## begin

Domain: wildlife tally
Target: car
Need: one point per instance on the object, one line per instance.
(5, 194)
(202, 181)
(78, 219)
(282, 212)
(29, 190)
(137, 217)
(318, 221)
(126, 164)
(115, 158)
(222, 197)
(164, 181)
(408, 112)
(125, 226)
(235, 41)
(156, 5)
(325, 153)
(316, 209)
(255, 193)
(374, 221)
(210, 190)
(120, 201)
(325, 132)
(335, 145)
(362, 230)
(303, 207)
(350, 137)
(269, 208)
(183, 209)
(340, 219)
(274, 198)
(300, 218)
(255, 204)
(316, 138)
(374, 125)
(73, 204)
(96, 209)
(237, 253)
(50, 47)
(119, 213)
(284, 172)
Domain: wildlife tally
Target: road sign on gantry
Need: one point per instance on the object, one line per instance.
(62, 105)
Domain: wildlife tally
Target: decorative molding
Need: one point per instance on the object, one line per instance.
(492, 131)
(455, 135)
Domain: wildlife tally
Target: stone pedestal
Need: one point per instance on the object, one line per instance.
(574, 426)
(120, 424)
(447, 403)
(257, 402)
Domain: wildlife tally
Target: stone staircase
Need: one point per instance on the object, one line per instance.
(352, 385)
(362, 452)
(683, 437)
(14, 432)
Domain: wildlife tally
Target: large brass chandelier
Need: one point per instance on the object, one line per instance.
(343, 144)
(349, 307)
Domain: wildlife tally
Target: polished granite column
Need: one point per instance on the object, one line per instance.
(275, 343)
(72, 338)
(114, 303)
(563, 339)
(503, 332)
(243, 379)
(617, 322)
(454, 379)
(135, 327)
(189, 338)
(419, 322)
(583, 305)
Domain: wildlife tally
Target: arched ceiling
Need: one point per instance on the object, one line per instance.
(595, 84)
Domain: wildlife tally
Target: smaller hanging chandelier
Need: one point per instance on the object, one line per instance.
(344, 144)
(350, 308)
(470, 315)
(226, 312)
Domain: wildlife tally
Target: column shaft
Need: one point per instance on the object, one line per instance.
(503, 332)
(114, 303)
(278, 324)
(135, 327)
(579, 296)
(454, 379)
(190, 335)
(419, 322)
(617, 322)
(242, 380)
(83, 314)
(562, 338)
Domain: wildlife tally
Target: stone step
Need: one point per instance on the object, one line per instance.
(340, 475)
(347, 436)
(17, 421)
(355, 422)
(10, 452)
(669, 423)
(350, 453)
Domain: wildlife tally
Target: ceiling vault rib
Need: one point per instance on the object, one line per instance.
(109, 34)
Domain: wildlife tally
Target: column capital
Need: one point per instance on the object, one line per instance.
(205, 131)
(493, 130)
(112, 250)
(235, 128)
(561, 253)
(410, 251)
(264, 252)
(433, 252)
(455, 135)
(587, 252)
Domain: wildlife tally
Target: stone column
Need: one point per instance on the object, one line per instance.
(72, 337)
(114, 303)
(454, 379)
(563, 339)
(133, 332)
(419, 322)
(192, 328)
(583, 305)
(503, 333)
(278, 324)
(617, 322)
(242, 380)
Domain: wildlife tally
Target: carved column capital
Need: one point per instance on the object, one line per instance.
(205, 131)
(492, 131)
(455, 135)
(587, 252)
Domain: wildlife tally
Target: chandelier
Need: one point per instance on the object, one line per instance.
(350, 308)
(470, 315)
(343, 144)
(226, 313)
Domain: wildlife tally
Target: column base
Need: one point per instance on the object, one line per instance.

## end

- Required work: All of the records must be retyped exactly as they are.

- Response to the exercise:
Domain: wildlife tally
Target: car
Need: one point per instance on the object, one line per instance.
(5, 194)
(202, 181)
(78, 219)
(282, 212)
(29, 190)
(137, 217)
(318, 221)
(126, 164)
(115, 158)
(222, 197)
(164, 181)
(408, 112)
(125, 226)
(235, 41)
(156, 5)
(325, 153)
(316, 209)
(255, 193)
(374, 221)
(210, 190)
(120, 201)
(325, 132)
(335, 145)
(362, 230)
(303, 207)
(350, 137)
(269, 208)
(183, 209)
(340, 219)
(274, 198)
(300, 218)
(255, 204)
(316, 138)
(374, 125)
(73, 204)
(96, 209)
(237, 253)
(50, 47)
(119, 213)
(284, 172)
Domain: wildlife tally
Target: road sign on gantry
Need: one point per instance on the object, one line per instance.
(62, 105)
Domain: wildlife tally
Target: decorative molding
Need: one point per instance on the object, one line per instance.
(492, 131)
(455, 135)
Domain: wildlife tally
Target: stone pedestal
Need: one point per instance on the object, one line per instance.
(574, 426)
(120, 424)
(447, 403)
(257, 402)
Domain: wildlife tally
Target: stone staircase
Need: one point per instance on the object, one line per instance.
(352, 385)
(362, 452)
(683, 437)
(14, 432)
Domain: wildlife tally
Target: large brass chandelier
Need: one point per instance on the object, one line per instance.
(343, 144)
(349, 307)
Domain: wildlife tally
Target: polished granite column
Need: one point per instance on the object, one line per instance.
(275, 343)
(72, 338)
(114, 303)
(563, 339)
(503, 332)
(243, 379)
(617, 322)
(454, 379)
(135, 327)
(189, 338)
(419, 322)
(583, 305)
Domain: wildlife tally
Target: arched ceiling
Need: one point per instance on the object, one line per instance.
(595, 84)
Domain: wildlife tally
Target: smaller hanging chandelier
Need: one point per instance on the object, one line per instance.
(344, 144)
(350, 308)
(470, 315)
(226, 312)
Domain: wildlife tally
Target: column shaft
Need: one point per instance on the object, one line per instance.
(503, 332)
(114, 303)
(278, 324)
(135, 327)
(579, 296)
(454, 379)
(190, 335)
(419, 322)
(617, 322)
(242, 380)
(83, 314)
(562, 338)
Domain: wildlife tally
Target: stone step
Need: one point per instance on the object, one line per instance.
(340, 475)
(347, 436)
(17, 421)
(355, 422)
(10, 452)
(669, 423)
(350, 453)
Domain: wildlife tally
Target: ceiling vault rib
Need: one point per instance on the object, one line per instance.
(109, 34)
Domain: wildlife tally
Target: column capital
Need: one point per instance on the object, one line per instance.
(205, 131)
(493, 130)
(112, 250)
(235, 128)
(561, 253)
(410, 251)
(264, 252)
(433, 252)
(455, 135)
(587, 252)
Domain: wildlife tally
Target: stone column
Need: one point per instance on the object, one line per instance.
(72, 337)
(114, 303)
(454, 379)
(563, 339)
(133, 332)
(419, 322)
(192, 328)
(583, 305)
(503, 333)
(278, 324)
(617, 322)
(242, 380)
Domain: wildlife tally
Target: carved column capital
Need: one point per instance on the object, one line per instance.
(205, 131)
(492, 131)
(455, 135)
(587, 252)
Domain: wildlife tally
Target: chandelier
Need: one point per instance on the object, one line per instance.
(350, 308)
(470, 315)
(343, 144)
(226, 313)
Domain: wildlife tally
Target: column base
Need: one point per instance on the object, one line per instance.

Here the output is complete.